- _REQUIREMENTS_: Pick out each line of the records below that contains the word "green", and copy every such line.

- _RECORDS FOR PROCESSING_:
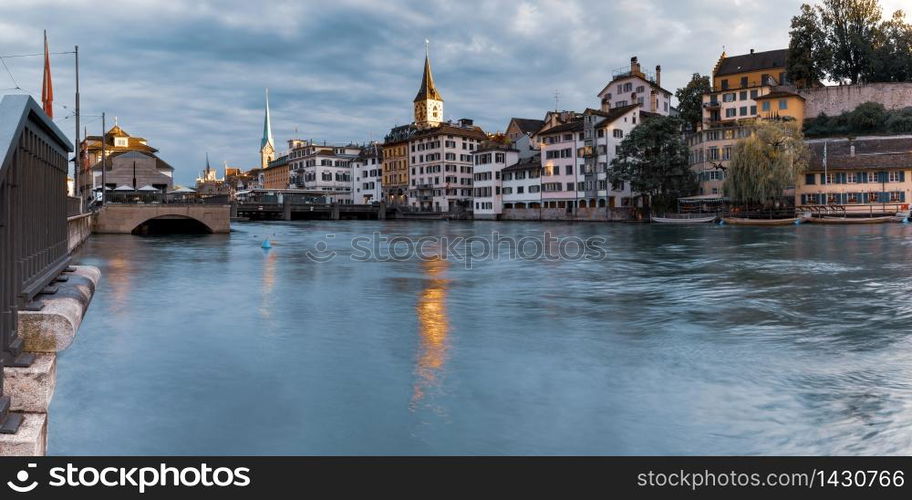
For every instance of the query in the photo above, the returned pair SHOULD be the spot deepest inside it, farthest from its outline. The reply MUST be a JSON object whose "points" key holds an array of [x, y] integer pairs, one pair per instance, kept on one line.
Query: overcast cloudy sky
{"points": [[189, 75]]}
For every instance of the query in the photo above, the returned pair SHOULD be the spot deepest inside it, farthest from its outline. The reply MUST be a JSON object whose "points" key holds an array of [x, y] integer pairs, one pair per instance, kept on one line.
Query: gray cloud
{"points": [[189, 75]]}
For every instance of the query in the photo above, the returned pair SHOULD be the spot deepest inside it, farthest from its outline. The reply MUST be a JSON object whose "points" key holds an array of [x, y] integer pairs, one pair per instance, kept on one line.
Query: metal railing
{"points": [[33, 223]]}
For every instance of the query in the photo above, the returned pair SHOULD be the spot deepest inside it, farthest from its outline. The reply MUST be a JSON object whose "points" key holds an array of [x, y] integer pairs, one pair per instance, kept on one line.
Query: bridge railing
{"points": [[33, 222]]}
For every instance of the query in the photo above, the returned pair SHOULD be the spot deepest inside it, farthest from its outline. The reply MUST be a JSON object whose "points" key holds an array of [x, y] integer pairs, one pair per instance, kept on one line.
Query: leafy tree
{"points": [[690, 99], [851, 26], [765, 163], [809, 55], [891, 56], [654, 160], [846, 41], [900, 122]]}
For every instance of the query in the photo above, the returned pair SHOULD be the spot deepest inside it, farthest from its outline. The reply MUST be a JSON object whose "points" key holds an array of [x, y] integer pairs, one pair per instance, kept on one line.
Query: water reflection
{"points": [[433, 328], [269, 264]]}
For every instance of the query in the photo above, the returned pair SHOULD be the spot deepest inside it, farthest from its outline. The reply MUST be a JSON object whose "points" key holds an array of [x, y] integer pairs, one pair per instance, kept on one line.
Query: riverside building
{"points": [[744, 88]]}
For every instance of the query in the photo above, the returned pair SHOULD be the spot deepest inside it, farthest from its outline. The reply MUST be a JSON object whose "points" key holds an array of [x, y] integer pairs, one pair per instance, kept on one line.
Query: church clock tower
{"points": [[428, 102], [267, 144]]}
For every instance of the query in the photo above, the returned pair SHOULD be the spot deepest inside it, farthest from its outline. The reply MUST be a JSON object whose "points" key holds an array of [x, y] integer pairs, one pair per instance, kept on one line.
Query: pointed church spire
{"points": [[47, 88], [427, 90], [267, 127]]}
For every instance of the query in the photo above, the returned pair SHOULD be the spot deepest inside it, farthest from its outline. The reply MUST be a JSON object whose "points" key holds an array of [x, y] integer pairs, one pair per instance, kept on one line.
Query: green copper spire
{"points": [[267, 127]]}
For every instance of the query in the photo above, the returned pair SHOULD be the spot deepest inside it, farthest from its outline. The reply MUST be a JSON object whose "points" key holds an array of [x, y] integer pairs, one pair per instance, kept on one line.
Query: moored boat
{"points": [[829, 219], [684, 219], [743, 221]]}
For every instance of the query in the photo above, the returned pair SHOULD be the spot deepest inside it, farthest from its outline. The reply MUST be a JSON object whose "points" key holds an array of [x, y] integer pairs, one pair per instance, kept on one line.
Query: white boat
{"points": [[685, 219]]}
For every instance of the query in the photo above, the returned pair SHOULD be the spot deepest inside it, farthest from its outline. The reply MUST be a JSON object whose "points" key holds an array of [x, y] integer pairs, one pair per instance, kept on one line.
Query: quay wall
{"points": [[617, 214]]}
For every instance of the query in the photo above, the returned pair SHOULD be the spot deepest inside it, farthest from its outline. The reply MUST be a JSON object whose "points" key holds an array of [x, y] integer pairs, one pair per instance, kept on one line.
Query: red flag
{"points": [[47, 88]]}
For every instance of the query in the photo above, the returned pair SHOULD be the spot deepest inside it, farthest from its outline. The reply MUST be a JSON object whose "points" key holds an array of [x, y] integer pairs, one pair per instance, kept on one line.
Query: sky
{"points": [[189, 76]]}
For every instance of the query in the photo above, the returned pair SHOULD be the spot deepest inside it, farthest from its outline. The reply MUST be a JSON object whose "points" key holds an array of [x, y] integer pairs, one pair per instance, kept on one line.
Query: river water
{"points": [[673, 340]]}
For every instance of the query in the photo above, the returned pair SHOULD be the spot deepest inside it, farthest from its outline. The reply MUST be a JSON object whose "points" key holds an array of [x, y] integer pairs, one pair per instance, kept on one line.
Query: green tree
{"points": [[690, 99], [891, 56], [851, 27], [809, 56], [654, 160], [765, 163]]}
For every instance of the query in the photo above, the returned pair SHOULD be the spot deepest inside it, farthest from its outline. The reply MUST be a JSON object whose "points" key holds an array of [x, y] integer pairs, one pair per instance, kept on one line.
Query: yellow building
{"points": [[395, 164], [277, 175], [863, 175], [744, 88]]}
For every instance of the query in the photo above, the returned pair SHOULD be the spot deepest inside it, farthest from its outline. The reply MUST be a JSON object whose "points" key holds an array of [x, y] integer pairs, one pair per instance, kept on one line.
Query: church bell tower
{"points": [[428, 102]]}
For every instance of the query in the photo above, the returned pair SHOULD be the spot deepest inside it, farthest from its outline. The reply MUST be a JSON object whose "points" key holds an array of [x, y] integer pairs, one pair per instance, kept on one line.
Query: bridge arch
{"points": [[169, 224], [152, 218]]}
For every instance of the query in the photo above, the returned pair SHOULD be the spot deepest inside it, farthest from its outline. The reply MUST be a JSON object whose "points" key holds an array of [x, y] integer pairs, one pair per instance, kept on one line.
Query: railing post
{"points": [[34, 246]]}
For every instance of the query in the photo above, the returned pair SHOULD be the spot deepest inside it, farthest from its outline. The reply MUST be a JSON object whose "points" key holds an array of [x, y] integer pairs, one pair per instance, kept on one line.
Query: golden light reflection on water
{"points": [[118, 279], [433, 328], [269, 264]]}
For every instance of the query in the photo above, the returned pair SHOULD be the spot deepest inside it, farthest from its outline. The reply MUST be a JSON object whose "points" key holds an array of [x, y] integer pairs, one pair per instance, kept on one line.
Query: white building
{"points": [[441, 165], [576, 156], [490, 161], [324, 168], [367, 172], [521, 184], [634, 86]]}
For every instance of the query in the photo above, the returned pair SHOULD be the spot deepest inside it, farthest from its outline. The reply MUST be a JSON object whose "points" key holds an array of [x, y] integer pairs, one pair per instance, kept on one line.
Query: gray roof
{"points": [[756, 61]]}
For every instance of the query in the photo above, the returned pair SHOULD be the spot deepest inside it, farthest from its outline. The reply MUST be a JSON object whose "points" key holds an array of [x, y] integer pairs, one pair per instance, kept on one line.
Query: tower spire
{"points": [[427, 90], [267, 126], [47, 88]]}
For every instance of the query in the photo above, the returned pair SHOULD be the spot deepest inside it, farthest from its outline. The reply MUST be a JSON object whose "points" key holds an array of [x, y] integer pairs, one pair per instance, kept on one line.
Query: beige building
{"points": [[745, 88], [864, 175]]}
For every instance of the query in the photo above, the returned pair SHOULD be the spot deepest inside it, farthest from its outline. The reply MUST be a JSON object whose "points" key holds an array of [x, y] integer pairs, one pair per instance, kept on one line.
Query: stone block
{"points": [[31, 388], [53, 328], [30, 441]]}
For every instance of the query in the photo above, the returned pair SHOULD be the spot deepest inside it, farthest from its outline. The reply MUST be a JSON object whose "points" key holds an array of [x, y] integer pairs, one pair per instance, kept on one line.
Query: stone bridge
{"points": [[123, 218]]}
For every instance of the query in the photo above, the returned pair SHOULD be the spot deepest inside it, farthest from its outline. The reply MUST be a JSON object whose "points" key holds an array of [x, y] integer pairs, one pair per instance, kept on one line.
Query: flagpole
{"points": [[103, 166], [77, 158]]}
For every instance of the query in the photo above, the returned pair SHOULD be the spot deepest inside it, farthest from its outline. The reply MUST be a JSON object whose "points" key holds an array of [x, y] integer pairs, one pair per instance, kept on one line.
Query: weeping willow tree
{"points": [[765, 163]]}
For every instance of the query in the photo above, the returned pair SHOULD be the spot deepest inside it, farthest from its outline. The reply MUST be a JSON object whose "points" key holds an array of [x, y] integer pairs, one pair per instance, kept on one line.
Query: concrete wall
{"points": [[79, 227], [45, 333], [556, 214], [839, 99], [123, 219]]}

- _FULL RESPONSE_:
Query: green copper spire
Query: green tree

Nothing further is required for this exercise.